Problem details:
Pull out every line of the material below that contains the word "accent", and leave out all other lines.

Records supplied:

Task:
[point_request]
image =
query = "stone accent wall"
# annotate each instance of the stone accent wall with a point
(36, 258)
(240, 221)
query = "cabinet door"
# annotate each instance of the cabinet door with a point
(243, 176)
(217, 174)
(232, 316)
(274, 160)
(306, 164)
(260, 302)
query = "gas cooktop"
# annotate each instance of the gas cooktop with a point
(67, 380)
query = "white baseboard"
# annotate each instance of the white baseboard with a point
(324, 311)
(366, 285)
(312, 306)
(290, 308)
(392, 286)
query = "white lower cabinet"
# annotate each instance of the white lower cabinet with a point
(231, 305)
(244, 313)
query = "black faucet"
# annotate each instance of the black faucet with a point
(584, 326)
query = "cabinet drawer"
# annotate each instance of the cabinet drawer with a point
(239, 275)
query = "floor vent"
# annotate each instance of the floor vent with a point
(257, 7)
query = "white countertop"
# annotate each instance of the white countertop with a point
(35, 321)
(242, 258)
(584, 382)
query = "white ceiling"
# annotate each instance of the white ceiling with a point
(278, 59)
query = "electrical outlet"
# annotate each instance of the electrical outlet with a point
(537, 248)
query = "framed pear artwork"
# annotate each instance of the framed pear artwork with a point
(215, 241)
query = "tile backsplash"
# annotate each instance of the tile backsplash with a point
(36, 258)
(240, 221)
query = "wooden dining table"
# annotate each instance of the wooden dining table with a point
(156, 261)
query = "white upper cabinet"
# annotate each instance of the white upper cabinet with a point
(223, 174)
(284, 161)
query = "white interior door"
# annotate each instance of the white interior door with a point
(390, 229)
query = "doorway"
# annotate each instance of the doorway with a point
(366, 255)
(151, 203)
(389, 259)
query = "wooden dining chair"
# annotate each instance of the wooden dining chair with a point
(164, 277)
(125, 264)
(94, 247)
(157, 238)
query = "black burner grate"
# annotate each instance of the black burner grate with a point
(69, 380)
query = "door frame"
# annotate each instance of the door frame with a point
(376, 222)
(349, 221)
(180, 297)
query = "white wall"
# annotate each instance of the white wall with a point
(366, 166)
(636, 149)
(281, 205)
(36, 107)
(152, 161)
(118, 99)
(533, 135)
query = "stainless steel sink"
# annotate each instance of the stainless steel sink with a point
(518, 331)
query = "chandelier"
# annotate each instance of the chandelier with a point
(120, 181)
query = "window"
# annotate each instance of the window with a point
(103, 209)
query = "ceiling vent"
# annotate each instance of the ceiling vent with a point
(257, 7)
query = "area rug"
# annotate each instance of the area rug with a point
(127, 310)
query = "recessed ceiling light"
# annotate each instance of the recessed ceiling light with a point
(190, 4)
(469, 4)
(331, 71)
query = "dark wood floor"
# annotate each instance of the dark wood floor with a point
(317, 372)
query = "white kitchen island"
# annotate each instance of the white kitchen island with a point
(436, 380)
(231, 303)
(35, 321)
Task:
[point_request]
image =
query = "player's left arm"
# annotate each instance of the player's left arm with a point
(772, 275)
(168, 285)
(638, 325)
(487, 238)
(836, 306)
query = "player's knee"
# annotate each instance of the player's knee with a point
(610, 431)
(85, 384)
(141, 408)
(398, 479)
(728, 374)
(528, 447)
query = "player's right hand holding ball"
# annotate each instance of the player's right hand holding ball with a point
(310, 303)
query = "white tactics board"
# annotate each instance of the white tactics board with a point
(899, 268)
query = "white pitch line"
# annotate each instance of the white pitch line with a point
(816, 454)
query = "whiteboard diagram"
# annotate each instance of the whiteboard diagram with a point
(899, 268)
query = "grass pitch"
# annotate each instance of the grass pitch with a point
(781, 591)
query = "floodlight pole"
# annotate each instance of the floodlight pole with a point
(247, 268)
==
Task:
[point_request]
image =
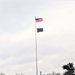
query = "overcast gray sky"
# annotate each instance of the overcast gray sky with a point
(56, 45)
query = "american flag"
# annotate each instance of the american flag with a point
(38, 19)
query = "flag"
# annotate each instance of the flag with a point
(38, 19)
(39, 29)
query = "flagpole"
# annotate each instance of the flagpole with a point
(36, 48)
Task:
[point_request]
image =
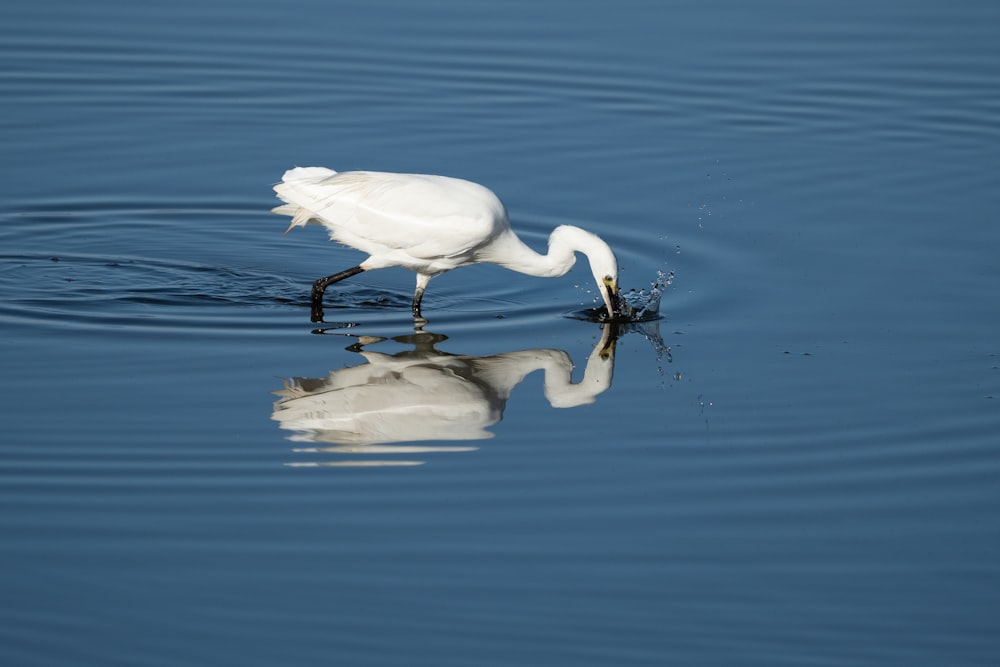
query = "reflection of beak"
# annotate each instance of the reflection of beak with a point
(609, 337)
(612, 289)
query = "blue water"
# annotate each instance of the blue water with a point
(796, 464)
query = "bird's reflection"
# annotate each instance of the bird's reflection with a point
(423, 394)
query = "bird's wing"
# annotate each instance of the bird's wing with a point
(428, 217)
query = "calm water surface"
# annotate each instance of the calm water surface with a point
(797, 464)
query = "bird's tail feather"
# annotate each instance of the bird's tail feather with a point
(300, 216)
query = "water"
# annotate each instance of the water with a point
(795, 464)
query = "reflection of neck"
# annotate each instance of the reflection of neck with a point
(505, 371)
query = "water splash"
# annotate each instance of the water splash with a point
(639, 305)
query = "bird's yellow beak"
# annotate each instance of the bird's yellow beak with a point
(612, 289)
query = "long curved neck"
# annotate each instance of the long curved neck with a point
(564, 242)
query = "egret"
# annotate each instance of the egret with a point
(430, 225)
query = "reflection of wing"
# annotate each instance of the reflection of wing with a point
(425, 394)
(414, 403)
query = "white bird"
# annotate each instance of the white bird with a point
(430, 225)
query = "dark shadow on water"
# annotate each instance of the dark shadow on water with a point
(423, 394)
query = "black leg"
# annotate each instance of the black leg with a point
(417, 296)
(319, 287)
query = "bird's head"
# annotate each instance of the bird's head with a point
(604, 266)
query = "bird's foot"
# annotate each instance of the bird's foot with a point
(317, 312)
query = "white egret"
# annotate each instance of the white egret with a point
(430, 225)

Written response:
query = "stone accent wall"
# annotate each instance of the stone accent wall with a point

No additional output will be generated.